Task goal: Find every line in the items below that contains the string "where" and copy each of those lines. Matching is case-sensitive.

━━━━━ Excerpted data

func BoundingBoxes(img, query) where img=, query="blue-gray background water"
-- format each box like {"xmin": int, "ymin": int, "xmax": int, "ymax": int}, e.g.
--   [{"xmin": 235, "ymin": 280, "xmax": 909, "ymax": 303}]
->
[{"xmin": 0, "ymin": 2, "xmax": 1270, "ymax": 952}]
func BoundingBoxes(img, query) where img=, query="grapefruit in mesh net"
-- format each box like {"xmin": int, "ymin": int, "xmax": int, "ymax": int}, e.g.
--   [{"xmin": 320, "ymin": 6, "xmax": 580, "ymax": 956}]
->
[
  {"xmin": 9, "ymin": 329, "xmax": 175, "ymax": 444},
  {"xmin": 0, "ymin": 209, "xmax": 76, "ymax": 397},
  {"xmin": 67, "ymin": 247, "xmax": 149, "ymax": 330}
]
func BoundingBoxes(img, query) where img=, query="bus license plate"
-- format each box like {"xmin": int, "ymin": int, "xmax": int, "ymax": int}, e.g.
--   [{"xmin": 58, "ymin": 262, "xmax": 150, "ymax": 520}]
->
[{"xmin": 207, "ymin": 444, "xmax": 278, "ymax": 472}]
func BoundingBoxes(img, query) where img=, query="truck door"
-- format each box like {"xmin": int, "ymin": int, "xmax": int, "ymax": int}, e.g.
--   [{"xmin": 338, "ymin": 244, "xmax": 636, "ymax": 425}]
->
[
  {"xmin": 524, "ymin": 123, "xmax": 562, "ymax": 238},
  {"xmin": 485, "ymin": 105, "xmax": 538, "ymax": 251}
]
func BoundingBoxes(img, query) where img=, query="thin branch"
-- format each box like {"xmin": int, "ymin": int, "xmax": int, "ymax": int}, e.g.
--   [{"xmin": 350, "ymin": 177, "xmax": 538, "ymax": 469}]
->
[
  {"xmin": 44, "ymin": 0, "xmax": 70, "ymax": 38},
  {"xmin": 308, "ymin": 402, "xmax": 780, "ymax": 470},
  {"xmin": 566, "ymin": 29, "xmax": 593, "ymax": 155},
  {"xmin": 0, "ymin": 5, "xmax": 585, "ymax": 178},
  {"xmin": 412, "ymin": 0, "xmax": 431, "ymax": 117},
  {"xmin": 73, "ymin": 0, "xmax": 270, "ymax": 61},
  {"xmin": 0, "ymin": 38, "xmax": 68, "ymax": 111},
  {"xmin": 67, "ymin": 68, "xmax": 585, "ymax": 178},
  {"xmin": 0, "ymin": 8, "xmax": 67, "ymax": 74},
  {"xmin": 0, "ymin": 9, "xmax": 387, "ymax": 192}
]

━━━━━━━━━━

Exercise output:
func BoundingBoxes(img, query) where img=, query="blue-gray background water"
func BoundingBoxes(img, query) where img=, query="grapefruit in mesh net"
func BoundingBoxes(img, query) where img=, query="bus license plate"
func BoundingBoxes(img, query) where img=, query="truck door"
func BoundingBoxes(img, query) where img=, query="thin branch"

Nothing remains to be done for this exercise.